What you should do:
Give back every record verbatim, but not the pictures.

Materials provided:
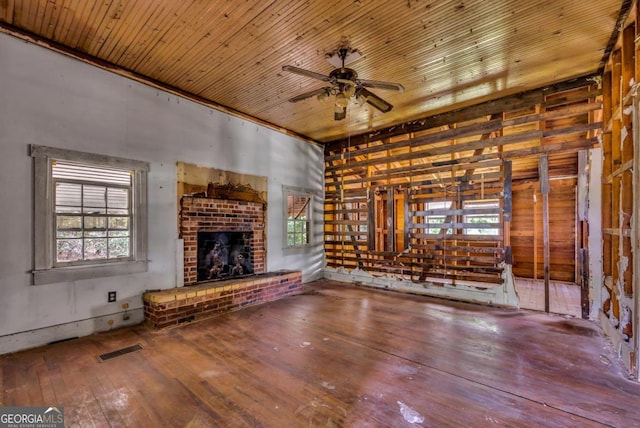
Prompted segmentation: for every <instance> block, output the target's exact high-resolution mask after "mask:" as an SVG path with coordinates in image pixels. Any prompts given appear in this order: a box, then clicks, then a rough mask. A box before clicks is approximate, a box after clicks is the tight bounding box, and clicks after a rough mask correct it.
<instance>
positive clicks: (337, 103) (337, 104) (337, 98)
mask: <svg viewBox="0 0 640 428" xmlns="http://www.w3.org/2000/svg"><path fill="white" fill-rule="evenodd" d="M348 105H349V97H347V96H346V95H345V94H344V92H340V93H339V94H338V95H336V106H338V107H340V108H344V107H346V106H348Z"/></svg>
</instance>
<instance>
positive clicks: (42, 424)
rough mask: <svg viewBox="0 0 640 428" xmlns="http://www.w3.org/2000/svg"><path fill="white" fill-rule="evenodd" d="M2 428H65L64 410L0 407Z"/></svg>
mask: <svg viewBox="0 0 640 428" xmlns="http://www.w3.org/2000/svg"><path fill="white" fill-rule="evenodd" d="M0 428H64V408H63V407H46V406H45V407H0Z"/></svg>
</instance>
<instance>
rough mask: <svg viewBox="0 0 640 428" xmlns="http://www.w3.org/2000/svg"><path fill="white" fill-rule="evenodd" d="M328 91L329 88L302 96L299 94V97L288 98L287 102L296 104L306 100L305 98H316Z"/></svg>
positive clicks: (302, 95) (320, 89)
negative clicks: (288, 100)
mask: <svg viewBox="0 0 640 428" xmlns="http://www.w3.org/2000/svg"><path fill="white" fill-rule="evenodd" d="M330 90H331V88H329V87H326V88H320V89H315V90H313V91H309V92H305V93H304V94H300V95H298V96H295V97H293V98H289V102H290V103H297V102H298V101H302V100H306V99H307V98H311V97H316V96H318V95H320V94H328V93H329V91H330Z"/></svg>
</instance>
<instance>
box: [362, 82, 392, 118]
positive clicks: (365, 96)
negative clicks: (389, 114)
mask: <svg viewBox="0 0 640 428" xmlns="http://www.w3.org/2000/svg"><path fill="white" fill-rule="evenodd" d="M356 95H358V96H361V97H364V99H365V101H366V102H367V103H369V104H371V105H372V106H374V107H375V108H377V109H378V110H380V111H381V112H383V113H386V112H388V111H391V109H392V108H393V106H392V105H391V104H389V103H388V102H386V101H385V100H383V99H382V98H380V97H379V96H377V95H376V94H374V93H373V92H371V91H369V90H367V89H365V88H359V89H358V92H357V93H356Z"/></svg>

Reply:
Prompted segmentation: for every <instance> block, output the target's exact high-resolution mask after "mask:" as an SVG path with coordinates in image pixels. Any prompts given appear in this order: a box, then clicks, then a rough mask. A box before clicks is approximate, a box after clicks is the tight bounding box, and clicks after a rough mask correct it.
<instance>
positive clicks: (337, 103) (337, 104) (337, 98)
mask: <svg viewBox="0 0 640 428" xmlns="http://www.w3.org/2000/svg"><path fill="white" fill-rule="evenodd" d="M348 105H349V97H347V96H346V95H345V94H344V92H340V93H339V94H338V95H336V106H338V107H340V108H344V107H346V106H348Z"/></svg>
</instance>
<instance>
positive clicks: (42, 424)
rough mask: <svg viewBox="0 0 640 428" xmlns="http://www.w3.org/2000/svg"><path fill="white" fill-rule="evenodd" d="M2 428H65L64 410L0 407Z"/></svg>
mask: <svg viewBox="0 0 640 428" xmlns="http://www.w3.org/2000/svg"><path fill="white" fill-rule="evenodd" d="M0 428H64V408H63V407H46V406H45V407H0Z"/></svg>
</instance>
<instance>
rough mask: <svg viewBox="0 0 640 428" xmlns="http://www.w3.org/2000/svg"><path fill="white" fill-rule="evenodd" d="M328 91L329 88L302 96L299 94V97L288 98L287 102L296 104L306 100L305 98H316Z"/></svg>
positive clicks: (302, 95) (320, 89)
negative clicks: (288, 100)
mask: <svg viewBox="0 0 640 428" xmlns="http://www.w3.org/2000/svg"><path fill="white" fill-rule="evenodd" d="M330 90H331V88H329V87H326V88H320V89H315V90H313V91H309V92H305V93H304V94H300V95H298V96H295V97H293V98H289V102H290V103H297V102H298V101H302V100H306V99H307V98H311V97H316V96H318V95H320V94H328V93H329V91H330Z"/></svg>
</instance>
<instance>
box: [362, 82, 392, 118]
positive clicks: (365, 96)
negative clicks: (389, 114)
mask: <svg viewBox="0 0 640 428" xmlns="http://www.w3.org/2000/svg"><path fill="white" fill-rule="evenodd" d="M356 95H358V96H361V97H364V99H365V101H366V102H367V103H369V104H371V105H372V106H374V107H375V108H377V109H378V110H380V111H381V112H383V113H386V112H388V111H391V109H392V108H393V106H392V105H391V104H389V103H388V102H386V101H385V100H383V99H382V98H380V97H379V96H377V95H376V94H374V93H373V92H371V91H369V90H367V89H365V88H359V89H358V92H357V93H356Z"/></svg>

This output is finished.